Contour annotation records

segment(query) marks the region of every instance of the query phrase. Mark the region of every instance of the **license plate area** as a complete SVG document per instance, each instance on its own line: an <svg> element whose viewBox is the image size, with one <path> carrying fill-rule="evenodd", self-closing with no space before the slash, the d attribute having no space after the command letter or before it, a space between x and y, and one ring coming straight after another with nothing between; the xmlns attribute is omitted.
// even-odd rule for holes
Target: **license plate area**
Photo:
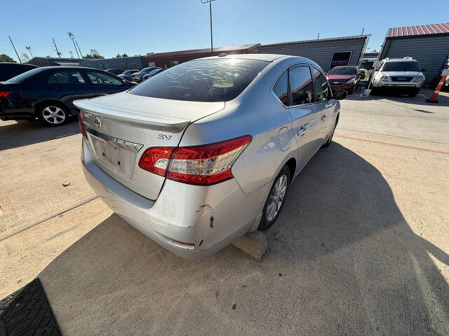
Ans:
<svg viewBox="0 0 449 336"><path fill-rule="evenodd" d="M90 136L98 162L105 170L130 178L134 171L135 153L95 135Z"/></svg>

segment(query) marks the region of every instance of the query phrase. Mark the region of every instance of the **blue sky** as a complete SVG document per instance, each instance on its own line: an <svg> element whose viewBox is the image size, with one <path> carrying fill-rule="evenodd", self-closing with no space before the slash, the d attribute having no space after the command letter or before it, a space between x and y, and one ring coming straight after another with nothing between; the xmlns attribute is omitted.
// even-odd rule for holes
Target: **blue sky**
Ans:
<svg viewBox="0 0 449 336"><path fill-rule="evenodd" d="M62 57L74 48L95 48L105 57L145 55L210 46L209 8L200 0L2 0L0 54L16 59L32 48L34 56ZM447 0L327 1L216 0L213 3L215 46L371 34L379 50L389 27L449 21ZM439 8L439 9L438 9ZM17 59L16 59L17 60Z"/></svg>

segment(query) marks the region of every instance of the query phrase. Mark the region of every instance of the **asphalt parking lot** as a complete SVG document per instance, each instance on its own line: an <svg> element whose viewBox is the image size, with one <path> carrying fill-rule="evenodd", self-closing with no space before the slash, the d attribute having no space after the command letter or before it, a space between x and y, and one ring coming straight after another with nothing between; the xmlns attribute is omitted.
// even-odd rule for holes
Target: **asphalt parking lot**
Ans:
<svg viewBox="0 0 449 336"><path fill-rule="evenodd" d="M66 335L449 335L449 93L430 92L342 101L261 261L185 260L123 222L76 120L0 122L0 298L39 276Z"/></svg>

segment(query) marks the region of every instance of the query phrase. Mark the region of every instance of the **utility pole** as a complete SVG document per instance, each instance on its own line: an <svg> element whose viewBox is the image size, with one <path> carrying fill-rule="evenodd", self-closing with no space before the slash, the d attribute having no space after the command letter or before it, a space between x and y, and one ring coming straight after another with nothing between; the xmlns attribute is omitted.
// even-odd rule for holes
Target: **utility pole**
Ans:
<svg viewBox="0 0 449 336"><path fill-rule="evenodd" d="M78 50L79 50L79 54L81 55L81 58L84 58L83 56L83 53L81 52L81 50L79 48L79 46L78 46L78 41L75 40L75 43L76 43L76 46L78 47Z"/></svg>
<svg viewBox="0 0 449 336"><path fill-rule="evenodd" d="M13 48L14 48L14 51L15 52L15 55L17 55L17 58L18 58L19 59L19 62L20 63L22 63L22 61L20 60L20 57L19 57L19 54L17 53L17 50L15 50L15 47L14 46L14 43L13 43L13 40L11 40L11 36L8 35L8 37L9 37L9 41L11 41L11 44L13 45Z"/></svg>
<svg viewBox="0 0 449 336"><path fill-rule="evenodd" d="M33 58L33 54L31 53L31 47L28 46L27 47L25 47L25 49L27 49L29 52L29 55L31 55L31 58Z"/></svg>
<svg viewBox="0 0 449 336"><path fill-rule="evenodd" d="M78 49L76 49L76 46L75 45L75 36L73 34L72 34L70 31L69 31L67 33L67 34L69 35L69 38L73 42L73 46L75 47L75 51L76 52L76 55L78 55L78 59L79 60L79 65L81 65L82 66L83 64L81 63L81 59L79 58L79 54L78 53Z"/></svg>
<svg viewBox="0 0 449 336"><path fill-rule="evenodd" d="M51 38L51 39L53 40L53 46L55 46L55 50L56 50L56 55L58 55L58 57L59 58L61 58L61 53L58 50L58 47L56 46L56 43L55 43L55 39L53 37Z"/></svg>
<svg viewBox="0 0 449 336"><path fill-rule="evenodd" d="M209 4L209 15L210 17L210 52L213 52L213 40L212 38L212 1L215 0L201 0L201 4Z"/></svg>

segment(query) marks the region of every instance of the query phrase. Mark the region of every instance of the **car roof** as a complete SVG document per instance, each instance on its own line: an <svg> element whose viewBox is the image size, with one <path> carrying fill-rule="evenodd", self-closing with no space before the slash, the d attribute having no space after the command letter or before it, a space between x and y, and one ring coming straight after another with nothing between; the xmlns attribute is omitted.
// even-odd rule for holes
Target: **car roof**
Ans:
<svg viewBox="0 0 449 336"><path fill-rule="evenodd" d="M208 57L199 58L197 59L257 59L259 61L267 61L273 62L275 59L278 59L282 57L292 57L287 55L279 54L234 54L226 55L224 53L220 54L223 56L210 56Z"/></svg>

...

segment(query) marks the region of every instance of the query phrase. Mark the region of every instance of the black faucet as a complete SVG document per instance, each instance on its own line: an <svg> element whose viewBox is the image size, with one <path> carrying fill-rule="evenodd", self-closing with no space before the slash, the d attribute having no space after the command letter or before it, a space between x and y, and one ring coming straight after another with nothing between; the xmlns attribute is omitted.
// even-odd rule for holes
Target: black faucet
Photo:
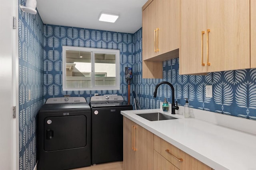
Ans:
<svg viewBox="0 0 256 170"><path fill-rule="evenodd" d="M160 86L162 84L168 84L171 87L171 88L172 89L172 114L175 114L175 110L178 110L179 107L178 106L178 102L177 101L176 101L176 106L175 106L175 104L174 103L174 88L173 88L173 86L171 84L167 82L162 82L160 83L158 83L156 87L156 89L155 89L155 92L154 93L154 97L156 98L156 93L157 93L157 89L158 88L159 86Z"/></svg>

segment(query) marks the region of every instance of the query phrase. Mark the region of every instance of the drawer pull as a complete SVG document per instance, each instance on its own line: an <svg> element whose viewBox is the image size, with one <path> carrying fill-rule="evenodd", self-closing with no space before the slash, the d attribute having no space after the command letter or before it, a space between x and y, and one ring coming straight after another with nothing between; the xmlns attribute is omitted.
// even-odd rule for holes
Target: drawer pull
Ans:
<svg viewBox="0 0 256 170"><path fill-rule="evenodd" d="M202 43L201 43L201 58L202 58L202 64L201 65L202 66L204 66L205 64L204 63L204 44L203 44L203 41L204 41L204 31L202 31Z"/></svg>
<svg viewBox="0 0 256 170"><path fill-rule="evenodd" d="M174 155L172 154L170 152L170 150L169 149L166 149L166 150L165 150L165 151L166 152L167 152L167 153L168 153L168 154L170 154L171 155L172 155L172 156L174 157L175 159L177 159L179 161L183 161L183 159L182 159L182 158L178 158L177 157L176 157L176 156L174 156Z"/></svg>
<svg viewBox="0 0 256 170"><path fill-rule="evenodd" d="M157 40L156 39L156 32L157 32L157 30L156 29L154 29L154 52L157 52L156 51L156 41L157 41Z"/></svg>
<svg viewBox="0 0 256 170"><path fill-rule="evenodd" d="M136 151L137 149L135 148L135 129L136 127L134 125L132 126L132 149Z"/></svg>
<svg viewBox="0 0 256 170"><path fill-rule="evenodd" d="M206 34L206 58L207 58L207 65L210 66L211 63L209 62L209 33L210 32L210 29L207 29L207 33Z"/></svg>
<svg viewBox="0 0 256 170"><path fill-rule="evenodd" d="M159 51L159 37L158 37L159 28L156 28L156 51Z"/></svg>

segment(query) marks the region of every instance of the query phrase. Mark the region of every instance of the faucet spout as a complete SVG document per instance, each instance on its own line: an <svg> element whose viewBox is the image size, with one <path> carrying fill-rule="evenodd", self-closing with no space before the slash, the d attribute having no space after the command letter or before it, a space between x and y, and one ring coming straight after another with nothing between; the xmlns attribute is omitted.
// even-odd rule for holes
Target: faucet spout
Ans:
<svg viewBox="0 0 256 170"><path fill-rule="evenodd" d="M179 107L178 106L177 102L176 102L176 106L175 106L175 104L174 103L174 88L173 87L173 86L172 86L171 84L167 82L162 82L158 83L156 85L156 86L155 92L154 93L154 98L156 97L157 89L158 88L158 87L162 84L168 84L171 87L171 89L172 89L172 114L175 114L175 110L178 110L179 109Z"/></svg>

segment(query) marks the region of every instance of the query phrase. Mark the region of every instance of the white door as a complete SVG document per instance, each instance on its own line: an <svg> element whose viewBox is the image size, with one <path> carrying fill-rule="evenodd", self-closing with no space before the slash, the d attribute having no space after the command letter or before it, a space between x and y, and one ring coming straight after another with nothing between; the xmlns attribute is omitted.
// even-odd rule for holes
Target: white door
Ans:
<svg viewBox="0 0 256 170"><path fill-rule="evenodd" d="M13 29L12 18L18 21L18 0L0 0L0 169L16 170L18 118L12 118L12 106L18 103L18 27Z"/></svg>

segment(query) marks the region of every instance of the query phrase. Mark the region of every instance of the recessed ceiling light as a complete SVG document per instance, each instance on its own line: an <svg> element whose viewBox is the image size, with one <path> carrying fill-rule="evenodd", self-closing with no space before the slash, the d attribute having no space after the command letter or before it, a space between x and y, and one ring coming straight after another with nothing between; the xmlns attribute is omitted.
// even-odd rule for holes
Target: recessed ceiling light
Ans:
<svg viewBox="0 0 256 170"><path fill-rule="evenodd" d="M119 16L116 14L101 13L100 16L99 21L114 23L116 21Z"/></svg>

▶ _SHORT PROBLEM_
Format the data between the lines holding "of the **license" and "136L98 162L105 170L130", inclusive, as a two-column CSV headed text and answer, with one row for each text-and-answer pair. Put each field in quotation marks, turn line breaks into spaces, and leave the picture out.

▶ _FINAL RESULT_
text,answer
"segment(query) marks the region of every instance of the query phrase. Mark the region of every instance of the **license plate area** as a complete SVG document per instance, each instance on its own line: an <svg> element whose viewBox is the image size, with one <path> carrying fill-rule=""evenodd"", self-closing with no space before the slash, the d attribute having no space after the command letter or before it, a space between x and y, and one ring coming straight after another with nothing between; the xmlns attribute is omitted. // even-odd rule for holes Target: **license plate area** Photo: Ans:","<svg viewBox=""0 0 449 336""><path fill-rule=""evenodd"" d=""M90 136L98 162L105 170L130 178L134 171L135 153L95 135Z""/></svg>"